**PROBLEM DETAILS**
Nothing in the records may be dropped or altered when you repeat them.

**DATA PROVIDED**
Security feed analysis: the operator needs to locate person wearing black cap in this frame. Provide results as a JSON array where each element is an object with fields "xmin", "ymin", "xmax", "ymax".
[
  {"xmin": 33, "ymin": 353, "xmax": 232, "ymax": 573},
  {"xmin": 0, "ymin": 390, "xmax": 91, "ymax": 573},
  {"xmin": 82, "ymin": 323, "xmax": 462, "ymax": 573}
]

**EXERCISE OUTPUT**
Security feed analysis: the operator needs to locate person wearing black cap in this frame. Provide results as a JSON array where each element is an object with fields "xmin", "ymin", "xmax", "ymax".
[
  {"xmin": 33, "ymin": 353, "xmax": 232, "ymax": 573},
  {"xmin": 0, "ymin": 390, "xmax": 91, "ymax": 573},
  {"xmin": 82, "ymin": 323, "xmax": 462, "ymax": 573}
]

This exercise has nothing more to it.